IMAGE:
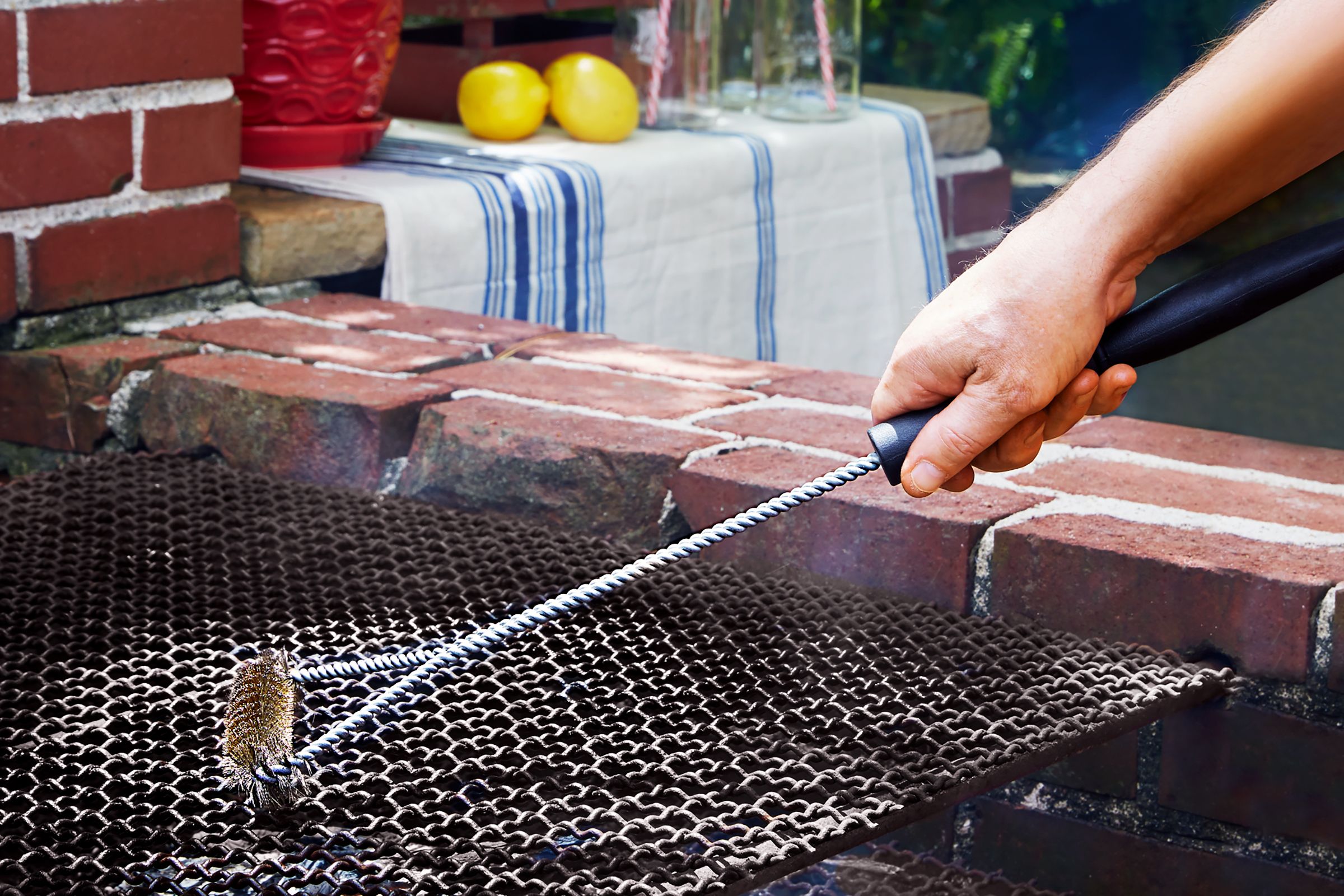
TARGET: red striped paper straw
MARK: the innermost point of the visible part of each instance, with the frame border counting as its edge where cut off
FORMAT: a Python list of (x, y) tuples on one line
[(828, 73), (660, 61)]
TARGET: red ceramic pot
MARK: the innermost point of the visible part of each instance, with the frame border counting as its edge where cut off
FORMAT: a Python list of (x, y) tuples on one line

:: Problem to solve ::
Reproduce the data above word for word, omitting the pictures.

:: Output ::
IMAGE:
TARGET: red striped paper straw
MARK: the innermost point of the visible part of each instance, with the frame border counting as its edge where cut off
FORMAT: a Python list of (x, y) tuples on one line
[(828, 73), (660, 61)]
TARGET: red ceramic pot
MARK: the innermost point of the visible part of each instance, with the frame border counting as its edge where cut off
FORMAT: a Python list of (x, y) tuples on one line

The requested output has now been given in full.